# WORK TO COMPLETE
Transcribe the entries from the line with "Locate the airplane" through the end of the entries, keeping every character as it appears, and copy nothing before that line.

# MATERIAL FOR THIS TASK

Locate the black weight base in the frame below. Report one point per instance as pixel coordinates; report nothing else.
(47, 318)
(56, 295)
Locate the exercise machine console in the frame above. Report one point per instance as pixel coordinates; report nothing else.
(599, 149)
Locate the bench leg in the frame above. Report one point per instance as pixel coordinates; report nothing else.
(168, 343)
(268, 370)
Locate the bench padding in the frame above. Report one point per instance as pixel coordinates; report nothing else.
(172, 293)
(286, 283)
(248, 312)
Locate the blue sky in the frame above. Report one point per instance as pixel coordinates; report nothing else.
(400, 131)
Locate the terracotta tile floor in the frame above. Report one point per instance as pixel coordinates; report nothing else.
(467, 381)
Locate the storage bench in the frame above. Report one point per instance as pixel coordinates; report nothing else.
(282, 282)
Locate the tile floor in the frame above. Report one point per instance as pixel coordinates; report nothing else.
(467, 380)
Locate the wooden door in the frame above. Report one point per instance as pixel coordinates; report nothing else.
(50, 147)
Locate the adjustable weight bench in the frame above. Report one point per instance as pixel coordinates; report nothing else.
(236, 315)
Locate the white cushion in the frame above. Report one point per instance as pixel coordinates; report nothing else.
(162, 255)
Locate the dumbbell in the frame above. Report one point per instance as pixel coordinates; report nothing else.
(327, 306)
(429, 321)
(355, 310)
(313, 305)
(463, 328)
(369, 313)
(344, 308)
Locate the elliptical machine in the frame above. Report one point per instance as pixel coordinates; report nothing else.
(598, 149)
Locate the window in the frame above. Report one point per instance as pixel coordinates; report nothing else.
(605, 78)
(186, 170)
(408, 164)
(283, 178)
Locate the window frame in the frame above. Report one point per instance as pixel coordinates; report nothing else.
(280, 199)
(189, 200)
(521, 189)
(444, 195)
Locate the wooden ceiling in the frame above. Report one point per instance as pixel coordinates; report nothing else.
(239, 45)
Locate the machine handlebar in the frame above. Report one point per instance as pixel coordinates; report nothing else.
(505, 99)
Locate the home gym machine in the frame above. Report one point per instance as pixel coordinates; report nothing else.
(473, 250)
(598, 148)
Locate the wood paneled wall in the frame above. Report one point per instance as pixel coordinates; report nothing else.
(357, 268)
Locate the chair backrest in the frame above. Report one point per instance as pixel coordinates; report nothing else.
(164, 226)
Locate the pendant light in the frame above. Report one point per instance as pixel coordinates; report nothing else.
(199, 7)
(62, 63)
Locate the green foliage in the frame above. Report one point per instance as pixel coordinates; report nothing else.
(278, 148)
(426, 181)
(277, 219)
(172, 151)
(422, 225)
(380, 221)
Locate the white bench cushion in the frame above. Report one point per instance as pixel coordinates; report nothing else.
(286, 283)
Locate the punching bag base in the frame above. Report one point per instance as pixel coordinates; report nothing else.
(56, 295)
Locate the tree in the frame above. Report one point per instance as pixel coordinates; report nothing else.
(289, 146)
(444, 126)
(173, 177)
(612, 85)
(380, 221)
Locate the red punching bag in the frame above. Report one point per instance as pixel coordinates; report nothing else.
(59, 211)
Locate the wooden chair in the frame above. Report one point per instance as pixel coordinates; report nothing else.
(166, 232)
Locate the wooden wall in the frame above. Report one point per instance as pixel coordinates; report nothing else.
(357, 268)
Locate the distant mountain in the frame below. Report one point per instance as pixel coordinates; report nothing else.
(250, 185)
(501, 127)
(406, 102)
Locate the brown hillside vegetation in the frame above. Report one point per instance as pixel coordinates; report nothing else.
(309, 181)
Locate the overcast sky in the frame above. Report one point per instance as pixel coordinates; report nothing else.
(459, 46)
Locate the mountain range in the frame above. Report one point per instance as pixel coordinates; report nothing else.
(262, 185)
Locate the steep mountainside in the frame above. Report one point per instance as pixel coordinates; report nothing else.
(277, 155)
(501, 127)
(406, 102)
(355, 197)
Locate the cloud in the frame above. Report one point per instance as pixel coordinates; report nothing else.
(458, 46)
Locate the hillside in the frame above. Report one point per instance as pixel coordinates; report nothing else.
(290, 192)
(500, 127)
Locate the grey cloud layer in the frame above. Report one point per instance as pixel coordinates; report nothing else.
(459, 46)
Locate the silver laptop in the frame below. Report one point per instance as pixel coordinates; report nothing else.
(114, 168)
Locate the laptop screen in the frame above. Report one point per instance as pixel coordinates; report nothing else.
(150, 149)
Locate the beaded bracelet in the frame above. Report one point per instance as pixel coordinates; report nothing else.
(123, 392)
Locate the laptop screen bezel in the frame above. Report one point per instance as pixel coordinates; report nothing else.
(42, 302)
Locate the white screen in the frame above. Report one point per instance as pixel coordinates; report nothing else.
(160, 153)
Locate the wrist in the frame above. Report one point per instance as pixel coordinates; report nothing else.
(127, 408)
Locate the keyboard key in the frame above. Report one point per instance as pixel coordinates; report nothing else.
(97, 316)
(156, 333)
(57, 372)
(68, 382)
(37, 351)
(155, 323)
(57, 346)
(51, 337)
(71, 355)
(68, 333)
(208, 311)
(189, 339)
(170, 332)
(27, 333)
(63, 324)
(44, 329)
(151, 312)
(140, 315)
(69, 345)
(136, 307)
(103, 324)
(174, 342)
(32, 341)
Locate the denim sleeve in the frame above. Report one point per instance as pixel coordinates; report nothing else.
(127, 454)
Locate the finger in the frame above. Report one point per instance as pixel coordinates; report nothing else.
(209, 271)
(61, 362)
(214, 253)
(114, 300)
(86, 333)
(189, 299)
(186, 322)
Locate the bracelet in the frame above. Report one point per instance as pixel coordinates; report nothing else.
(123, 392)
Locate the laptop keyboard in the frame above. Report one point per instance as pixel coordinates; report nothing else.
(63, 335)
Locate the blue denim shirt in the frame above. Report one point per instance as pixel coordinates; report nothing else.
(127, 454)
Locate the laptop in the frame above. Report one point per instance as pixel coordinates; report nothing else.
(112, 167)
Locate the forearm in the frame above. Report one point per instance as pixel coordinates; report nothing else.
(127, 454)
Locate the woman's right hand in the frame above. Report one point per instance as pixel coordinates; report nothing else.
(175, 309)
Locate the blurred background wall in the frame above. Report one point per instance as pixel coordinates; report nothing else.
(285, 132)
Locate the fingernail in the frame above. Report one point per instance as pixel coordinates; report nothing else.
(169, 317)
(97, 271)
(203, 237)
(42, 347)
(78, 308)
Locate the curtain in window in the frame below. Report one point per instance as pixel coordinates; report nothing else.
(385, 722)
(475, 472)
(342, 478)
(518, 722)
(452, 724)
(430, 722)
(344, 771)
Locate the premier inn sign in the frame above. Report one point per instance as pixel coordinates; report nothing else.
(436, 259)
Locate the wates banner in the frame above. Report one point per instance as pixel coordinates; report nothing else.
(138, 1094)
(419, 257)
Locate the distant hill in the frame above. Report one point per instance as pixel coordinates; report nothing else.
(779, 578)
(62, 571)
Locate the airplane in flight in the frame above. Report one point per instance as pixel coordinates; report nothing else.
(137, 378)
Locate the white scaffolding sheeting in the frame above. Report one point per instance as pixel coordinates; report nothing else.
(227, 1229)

# TASK SOLUTION
Locate the airplane in flight in the frame above. Report one point per instance as pixel coordinates; report nothing else.
(137, 378)
Locate the white scaffolding sheeting in the frame above. Report one point per instance as pixel coordinates; report nothing else.
(227, 1229)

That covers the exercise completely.